Count the lines in the entries below that contain the word "shown". Reply with the number alone.

#### [Data]
--------

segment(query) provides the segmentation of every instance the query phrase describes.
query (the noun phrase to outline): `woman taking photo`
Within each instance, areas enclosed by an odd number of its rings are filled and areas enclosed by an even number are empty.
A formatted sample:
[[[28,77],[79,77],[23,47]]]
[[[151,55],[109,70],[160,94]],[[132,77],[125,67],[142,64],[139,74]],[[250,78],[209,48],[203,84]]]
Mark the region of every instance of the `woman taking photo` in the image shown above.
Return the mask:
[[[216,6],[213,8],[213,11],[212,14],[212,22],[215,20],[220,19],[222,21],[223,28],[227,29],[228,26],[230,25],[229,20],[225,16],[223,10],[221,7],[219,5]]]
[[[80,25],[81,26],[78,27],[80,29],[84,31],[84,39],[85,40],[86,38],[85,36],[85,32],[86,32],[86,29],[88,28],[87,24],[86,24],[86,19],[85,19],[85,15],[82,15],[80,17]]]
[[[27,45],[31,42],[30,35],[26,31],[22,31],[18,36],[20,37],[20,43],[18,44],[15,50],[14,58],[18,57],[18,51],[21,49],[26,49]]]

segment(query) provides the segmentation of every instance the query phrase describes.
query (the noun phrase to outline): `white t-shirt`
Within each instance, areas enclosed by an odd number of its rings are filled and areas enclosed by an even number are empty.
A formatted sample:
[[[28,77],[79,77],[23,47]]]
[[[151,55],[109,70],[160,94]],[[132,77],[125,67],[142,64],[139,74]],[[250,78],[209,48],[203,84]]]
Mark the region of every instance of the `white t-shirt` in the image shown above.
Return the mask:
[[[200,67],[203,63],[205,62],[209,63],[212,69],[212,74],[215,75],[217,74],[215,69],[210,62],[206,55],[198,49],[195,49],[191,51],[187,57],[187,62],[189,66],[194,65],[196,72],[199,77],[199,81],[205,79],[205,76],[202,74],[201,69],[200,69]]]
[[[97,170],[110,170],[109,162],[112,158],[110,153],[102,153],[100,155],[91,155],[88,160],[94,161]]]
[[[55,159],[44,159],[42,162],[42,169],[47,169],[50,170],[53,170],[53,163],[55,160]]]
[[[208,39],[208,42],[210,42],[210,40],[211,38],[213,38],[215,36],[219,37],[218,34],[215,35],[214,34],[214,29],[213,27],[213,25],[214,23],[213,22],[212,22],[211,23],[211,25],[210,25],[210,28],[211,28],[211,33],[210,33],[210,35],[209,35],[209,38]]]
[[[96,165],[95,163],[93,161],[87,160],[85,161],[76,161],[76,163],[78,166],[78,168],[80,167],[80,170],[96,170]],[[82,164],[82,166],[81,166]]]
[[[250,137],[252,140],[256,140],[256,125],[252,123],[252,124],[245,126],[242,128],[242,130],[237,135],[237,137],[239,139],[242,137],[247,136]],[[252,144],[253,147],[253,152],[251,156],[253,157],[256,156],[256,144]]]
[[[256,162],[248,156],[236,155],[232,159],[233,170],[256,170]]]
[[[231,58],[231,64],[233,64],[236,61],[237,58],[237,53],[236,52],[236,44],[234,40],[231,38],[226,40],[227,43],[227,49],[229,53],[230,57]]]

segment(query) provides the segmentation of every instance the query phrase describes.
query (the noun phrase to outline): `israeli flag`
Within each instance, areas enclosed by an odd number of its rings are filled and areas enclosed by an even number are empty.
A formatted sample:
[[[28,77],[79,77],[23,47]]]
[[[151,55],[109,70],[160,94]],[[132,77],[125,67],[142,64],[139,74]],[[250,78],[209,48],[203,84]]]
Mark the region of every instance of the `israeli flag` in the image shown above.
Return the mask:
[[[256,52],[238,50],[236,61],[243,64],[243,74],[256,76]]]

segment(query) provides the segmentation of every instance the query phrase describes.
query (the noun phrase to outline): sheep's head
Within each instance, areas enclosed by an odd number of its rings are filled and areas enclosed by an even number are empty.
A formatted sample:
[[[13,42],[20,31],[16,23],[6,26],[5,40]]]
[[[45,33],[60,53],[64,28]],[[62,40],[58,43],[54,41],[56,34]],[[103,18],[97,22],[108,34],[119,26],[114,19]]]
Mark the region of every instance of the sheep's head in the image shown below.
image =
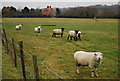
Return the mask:
[[[96,53],[94,53],[94,55],[95,55],[95,58],[96,58],[97,62],[101,62],[102,61],[102,58],[103,58],[103,54],[102,53],[96,52]]]
[[[38,26],[38,28],[40,29],[40,26]]]
[[[65,28],[61,28],[62,32],[64,31]]]
[[[78,31],[79,31],[79,30],[75,30],[75,33],[78,34]]]

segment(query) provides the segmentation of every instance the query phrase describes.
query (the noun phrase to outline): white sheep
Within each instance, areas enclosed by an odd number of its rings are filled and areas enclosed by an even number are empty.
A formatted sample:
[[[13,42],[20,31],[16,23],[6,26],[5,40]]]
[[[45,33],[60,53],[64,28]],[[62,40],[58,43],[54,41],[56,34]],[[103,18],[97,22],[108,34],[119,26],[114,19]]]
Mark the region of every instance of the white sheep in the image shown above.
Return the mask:
[[[16,28],[16,30],[20,30],[20,32],[21,32],[22,25],[21,25],[21,24],[19,24],[19,25],[17,25],[15,28]]]
[[[80,66],[89,66],[92,69],[91,76],[97,76],[97,68],[102,63],[103,54],[100,52],[84,52],[77,51],[74,53],[74,59],[77,67],[77,73],[79,74]]]
[[[75,41],[77,41],[78,38],[81,40],[81,32],[78,31],[78,30],[75,30],[75,31],[71,30],[71,31],[68,32],[67,40],[69,40],[69,37],[70,37],[71,40],[72,40],[72,38],[74,38]]]
[[[79,40],[81,40],[81,37],[82,37],[82,33],[81,33],[81,31],[78,31],[78,33],[77,33],[77,37],[79,38]]]
[[[54,29],[54,30],[53,30],[53,35],[52,35],[52,37],[53,37],[53,36],[56,36],[56,35],[61,35],[61,37],[63,37],[64,29],[65,29],[65,28]]]
[[[35,31],[35,35],[39,35],[41,33],[42,29],[40,26],[38,26],[38,27],[34,28],[34,31]]]

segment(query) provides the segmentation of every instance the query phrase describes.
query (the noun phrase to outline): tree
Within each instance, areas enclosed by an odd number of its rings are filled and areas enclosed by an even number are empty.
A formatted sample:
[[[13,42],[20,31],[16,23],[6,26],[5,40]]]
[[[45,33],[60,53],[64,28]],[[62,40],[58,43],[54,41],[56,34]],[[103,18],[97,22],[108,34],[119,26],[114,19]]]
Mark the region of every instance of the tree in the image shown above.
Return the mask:
[[[58,15],[60,15],[60,14],[61,14],[60,9],[59,9],[59,8],[56,8],[56,15],[58,16]]]
[[[22,13],[26,14],[26,13],[29,13],[30,10],[28,7],[24,7],[24,9],[22,9]]]

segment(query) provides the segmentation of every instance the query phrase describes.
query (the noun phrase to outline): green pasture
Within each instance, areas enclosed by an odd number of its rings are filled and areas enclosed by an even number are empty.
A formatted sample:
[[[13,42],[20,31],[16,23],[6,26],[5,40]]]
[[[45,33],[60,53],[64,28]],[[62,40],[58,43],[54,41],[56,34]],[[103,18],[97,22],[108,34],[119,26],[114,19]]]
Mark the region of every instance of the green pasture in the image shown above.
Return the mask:
[[[97,19],[96,21],[79,18],[3,18],[2,22],[9,37],[16,41],[22,40],[24,49],[30,54],[36,55],[38,63],[43,62],[64,79],[118,78],[117,19]],[[17,24],[23,24],[22,32],[15,30]],[[38,25],[56,26],[41,26],[41,34],[35,36],[34,27]],[[55,28],[65,28],[63,37],[52,37],[52,30]],[[69,30],[80,30],[83,33],[82,41],[67,40]],[[103,64],[98,71],[99,77],[91,77],[91,70],[88,67],[81,67],[80,74],[76,73],[73,55],[78,50],[99,51],[104,54]],[[5,58],[4,53],[3,58]],[[3,64],[6,61],[3,61]],[[4,78],[13,78],[6,77],[8,75],[7,68],[3,66]],[[14,75],[18,75],[18,72],[13,72]],[[48,76],[41,76],[41,78],[59,79],[50,73]]]

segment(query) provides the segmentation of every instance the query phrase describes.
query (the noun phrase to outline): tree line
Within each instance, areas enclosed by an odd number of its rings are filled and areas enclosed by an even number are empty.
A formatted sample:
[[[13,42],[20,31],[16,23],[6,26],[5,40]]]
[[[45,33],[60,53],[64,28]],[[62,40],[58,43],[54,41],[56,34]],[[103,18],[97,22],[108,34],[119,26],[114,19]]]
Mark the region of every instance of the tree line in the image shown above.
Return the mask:
[[[60,9],[56,8],[56,17],[65,18],[119,18],[119,5],[115,6],[88,6]],[[3,7],[2,17],[47,17],[42,15],[42,9],[24,7],[17,10],[15,7]]]

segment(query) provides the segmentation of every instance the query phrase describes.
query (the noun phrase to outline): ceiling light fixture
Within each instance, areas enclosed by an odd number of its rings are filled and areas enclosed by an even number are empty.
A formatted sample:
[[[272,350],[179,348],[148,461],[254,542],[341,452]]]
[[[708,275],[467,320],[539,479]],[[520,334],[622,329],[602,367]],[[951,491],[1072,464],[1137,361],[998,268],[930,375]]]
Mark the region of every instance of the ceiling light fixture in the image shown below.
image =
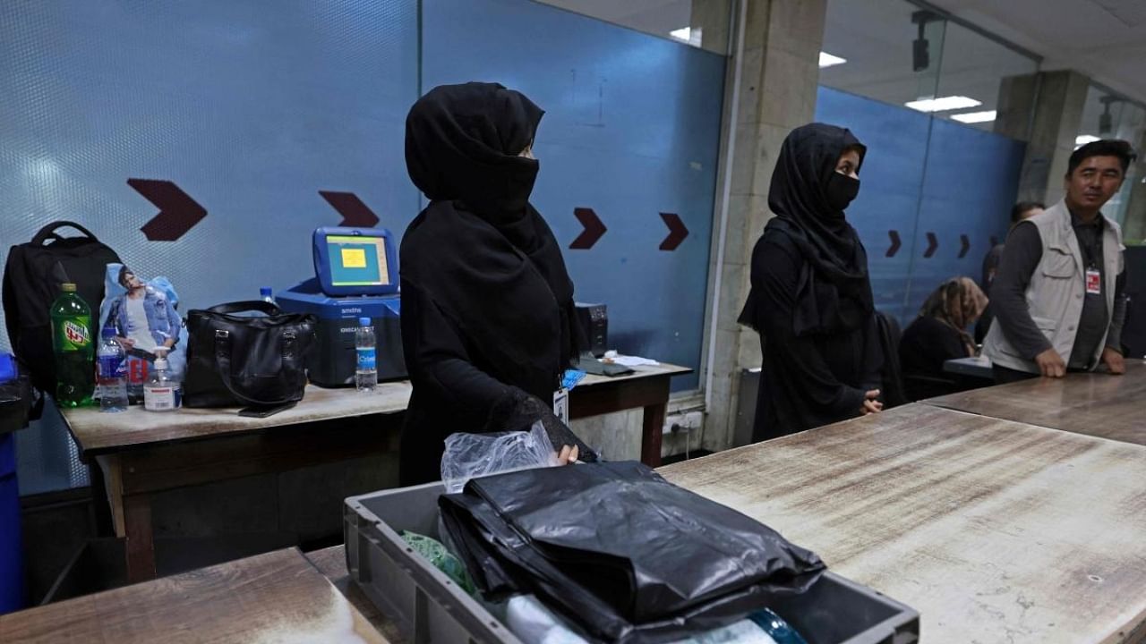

--------

#### [Solution to this problem]
9